- _TASK PROMPT_
Copy out the records verbatim, starting at the line that contains "Dataset class: wristwatch" and ending at the last line of the records.

begin

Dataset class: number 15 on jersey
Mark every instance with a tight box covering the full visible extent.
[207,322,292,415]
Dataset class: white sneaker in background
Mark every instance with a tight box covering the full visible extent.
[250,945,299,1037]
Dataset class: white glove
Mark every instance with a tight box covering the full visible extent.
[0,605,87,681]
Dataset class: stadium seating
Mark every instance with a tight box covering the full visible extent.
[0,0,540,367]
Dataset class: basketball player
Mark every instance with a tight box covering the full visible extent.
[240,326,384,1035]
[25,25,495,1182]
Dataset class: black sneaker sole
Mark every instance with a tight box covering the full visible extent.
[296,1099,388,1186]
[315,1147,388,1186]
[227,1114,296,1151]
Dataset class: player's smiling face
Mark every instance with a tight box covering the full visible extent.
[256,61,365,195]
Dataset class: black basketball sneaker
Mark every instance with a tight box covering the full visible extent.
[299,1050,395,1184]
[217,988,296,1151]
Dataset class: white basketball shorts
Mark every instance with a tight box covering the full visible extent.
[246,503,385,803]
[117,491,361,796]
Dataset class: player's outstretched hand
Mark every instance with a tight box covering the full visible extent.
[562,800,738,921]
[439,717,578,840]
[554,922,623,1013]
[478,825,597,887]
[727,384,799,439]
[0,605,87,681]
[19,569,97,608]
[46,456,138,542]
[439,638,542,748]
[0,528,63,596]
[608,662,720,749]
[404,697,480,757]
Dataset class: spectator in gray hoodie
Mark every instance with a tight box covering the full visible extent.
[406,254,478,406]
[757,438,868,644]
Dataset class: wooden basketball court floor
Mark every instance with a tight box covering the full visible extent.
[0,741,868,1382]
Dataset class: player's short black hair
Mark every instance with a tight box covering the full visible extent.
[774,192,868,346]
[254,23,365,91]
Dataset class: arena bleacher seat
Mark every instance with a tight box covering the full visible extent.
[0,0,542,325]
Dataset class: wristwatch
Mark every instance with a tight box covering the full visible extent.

end

- _ANSWER TO THE TASK_
Dataset class: wristwatch
Mark every instance with a tight box covering the full visible extent.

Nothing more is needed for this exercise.